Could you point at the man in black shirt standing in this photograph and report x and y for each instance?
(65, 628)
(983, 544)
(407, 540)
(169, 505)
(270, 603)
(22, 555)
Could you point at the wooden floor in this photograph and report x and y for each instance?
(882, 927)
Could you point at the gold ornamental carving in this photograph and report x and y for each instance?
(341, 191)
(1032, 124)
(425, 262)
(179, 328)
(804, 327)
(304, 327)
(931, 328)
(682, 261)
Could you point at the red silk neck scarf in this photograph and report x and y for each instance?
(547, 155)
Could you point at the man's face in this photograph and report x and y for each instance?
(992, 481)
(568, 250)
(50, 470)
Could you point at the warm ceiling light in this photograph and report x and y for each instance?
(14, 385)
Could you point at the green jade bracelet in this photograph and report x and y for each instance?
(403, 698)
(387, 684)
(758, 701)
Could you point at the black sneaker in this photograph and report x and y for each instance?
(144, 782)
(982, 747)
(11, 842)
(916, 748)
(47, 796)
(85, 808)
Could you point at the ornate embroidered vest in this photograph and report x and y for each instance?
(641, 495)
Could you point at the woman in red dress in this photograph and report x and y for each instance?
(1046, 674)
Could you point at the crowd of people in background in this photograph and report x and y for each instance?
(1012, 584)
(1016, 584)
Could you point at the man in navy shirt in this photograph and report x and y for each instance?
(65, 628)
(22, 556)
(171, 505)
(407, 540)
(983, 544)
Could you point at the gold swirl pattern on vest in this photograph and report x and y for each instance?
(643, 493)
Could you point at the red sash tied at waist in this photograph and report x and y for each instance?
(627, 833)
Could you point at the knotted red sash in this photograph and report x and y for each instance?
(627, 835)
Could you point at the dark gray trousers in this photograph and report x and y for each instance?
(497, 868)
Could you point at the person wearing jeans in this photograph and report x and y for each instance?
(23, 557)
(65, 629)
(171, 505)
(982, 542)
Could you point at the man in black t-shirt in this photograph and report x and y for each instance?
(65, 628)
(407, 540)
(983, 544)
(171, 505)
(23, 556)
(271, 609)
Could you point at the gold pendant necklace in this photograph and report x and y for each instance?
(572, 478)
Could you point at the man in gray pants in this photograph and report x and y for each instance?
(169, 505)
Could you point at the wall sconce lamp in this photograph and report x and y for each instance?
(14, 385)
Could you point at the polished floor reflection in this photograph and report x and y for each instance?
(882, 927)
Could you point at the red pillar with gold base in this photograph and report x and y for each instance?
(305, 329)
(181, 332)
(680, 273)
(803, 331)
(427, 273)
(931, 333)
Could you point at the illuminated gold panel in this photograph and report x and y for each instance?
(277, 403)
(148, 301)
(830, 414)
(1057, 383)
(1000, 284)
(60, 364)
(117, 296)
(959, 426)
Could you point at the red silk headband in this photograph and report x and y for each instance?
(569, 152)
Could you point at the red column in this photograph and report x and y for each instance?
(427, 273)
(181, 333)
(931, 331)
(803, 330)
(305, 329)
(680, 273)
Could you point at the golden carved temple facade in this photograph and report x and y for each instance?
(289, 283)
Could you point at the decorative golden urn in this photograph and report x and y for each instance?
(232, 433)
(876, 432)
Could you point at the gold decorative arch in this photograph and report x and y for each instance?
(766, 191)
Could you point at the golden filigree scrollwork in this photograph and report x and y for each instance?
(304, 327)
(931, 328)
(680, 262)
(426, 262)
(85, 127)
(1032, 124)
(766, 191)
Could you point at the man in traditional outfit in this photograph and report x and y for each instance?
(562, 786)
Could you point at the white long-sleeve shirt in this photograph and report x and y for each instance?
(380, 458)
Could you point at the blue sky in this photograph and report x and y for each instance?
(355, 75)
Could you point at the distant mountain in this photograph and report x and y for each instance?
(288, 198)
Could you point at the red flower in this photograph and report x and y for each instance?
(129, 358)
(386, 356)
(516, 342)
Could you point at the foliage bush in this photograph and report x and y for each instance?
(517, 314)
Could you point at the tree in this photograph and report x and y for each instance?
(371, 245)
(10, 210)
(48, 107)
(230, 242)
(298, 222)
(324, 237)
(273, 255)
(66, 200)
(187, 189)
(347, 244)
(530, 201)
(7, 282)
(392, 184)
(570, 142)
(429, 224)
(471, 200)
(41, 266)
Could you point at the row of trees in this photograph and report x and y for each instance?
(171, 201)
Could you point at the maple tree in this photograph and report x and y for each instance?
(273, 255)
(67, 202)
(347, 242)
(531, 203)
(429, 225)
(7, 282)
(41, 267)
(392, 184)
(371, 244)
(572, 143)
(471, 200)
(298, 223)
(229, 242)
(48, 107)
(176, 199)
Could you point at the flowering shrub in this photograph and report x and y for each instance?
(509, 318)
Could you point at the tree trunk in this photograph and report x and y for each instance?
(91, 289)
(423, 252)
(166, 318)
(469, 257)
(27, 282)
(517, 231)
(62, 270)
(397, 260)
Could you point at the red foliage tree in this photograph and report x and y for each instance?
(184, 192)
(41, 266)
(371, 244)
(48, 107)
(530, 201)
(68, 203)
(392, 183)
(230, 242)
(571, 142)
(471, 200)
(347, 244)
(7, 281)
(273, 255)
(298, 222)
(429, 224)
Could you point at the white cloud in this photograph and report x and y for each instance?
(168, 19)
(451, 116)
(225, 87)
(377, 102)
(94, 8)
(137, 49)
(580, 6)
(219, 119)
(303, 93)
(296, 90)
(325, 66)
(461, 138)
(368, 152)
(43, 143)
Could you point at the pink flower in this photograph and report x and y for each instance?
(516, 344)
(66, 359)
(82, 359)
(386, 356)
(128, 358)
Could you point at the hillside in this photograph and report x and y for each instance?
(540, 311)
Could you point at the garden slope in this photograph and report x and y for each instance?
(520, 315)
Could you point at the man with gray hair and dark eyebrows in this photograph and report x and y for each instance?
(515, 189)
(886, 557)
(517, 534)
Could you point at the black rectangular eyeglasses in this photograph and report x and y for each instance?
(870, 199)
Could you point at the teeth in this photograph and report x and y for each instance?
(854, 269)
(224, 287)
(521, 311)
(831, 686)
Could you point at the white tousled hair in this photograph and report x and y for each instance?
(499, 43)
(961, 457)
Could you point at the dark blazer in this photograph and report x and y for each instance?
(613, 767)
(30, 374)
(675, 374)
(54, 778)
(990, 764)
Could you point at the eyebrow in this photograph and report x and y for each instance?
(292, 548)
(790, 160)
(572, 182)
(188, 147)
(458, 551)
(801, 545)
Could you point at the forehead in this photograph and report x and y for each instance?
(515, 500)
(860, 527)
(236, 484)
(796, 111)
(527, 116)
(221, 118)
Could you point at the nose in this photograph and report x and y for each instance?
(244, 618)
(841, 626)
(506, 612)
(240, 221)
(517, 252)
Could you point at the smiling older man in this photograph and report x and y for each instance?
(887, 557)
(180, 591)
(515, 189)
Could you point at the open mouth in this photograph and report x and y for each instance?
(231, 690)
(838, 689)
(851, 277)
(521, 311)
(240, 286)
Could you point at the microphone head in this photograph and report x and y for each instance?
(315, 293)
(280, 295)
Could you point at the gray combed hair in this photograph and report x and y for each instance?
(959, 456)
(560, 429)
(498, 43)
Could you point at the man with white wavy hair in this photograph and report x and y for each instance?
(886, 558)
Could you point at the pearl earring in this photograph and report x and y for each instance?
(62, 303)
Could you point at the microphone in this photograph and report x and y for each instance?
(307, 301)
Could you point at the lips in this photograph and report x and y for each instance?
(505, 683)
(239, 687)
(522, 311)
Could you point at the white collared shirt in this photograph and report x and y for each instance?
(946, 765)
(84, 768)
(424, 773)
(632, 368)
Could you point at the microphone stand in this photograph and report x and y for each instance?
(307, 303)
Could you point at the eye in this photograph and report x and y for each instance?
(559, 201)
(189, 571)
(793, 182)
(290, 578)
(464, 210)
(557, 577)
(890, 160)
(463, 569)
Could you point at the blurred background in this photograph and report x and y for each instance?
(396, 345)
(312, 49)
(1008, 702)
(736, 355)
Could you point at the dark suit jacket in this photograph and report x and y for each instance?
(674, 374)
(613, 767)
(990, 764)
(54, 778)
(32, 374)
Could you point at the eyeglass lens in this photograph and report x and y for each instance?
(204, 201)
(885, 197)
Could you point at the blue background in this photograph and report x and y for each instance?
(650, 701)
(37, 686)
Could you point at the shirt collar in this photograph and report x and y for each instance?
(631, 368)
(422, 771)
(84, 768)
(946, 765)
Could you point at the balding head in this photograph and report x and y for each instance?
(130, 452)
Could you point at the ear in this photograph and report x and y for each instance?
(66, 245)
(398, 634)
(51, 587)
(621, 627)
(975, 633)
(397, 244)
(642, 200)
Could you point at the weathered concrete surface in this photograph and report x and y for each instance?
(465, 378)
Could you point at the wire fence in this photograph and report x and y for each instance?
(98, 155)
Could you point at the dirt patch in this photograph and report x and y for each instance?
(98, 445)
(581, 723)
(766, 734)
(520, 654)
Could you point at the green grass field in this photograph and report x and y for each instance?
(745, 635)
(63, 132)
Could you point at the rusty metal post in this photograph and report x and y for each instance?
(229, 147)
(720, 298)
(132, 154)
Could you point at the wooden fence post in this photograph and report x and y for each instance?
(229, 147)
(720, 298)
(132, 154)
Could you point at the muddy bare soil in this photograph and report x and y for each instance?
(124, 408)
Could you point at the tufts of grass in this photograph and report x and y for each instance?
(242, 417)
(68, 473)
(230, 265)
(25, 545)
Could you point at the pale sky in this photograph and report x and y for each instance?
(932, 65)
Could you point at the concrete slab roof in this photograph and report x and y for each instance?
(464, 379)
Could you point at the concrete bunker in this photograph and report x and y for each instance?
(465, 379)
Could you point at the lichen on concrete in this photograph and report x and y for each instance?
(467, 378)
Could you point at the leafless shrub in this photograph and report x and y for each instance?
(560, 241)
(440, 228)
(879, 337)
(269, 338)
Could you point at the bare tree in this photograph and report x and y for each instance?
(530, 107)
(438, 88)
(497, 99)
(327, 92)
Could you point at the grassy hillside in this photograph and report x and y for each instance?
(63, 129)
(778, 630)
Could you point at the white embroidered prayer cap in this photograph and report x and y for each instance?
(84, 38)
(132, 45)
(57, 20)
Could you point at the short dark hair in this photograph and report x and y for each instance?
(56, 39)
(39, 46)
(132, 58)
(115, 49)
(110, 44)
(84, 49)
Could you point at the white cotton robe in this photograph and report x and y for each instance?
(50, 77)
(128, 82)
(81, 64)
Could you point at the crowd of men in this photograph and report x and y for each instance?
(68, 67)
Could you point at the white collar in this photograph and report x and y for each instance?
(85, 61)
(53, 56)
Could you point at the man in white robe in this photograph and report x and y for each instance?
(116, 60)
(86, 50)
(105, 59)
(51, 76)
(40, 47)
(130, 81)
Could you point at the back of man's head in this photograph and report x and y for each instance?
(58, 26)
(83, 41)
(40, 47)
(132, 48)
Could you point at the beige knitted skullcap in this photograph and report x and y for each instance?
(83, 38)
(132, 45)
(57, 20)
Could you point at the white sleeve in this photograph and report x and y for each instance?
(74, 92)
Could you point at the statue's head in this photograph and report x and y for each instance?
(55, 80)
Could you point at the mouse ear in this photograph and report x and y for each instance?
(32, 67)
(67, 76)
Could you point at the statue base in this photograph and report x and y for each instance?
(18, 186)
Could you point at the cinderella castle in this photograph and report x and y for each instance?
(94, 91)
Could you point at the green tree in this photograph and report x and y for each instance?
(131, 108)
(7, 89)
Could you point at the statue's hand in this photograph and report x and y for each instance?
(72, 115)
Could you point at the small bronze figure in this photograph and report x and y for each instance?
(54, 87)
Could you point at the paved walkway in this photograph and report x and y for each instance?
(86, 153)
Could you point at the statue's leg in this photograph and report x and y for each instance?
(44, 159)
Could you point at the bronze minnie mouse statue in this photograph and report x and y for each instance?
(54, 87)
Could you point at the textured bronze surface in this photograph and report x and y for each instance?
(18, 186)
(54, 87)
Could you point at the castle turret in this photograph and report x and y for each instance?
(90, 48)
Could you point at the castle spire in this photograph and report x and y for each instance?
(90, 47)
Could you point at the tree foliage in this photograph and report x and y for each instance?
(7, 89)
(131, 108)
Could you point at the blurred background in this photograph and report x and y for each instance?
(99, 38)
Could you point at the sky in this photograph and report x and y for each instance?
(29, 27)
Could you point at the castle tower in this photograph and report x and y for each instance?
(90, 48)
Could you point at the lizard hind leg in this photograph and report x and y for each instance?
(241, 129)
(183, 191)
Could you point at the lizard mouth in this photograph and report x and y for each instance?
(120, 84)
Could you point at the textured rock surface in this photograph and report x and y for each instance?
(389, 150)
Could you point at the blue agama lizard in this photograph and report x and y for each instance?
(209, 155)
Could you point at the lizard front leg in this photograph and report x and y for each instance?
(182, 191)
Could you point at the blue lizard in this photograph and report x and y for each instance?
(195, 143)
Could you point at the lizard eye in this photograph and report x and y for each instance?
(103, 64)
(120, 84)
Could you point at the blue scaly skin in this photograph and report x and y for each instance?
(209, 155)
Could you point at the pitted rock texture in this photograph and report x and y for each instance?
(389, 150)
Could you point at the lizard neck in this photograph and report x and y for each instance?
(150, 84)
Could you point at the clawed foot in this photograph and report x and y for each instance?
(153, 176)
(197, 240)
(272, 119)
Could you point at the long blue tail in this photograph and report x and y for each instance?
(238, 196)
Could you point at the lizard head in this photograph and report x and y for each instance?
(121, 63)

===

● **Your assignment**
Write out word for word only the lines from the one with "Could you point at the blue scaly" to the end of the material, both ends included.

● **Exercise result**
Could you point at the blue scaly skin in this photograph and report x and y for each instance?
(209, 155)
Could you point at the pitted rock texture in this photograph and report x and y for each instance?
(389, 150)
Could you point at the lizard neck in this photograph and report x and y for each instance?
(150, 84)
Could you point at the clawed foot in this photograph and report x and y for each instance?
(153, 176)
(197, 240)
(272, 119)
Could you point at the long blue tail in this photograph and report x and y for each instance?
(238, 196)
Could you point at the lizard head in this photograph and report x and y for each instance?
(121, 63)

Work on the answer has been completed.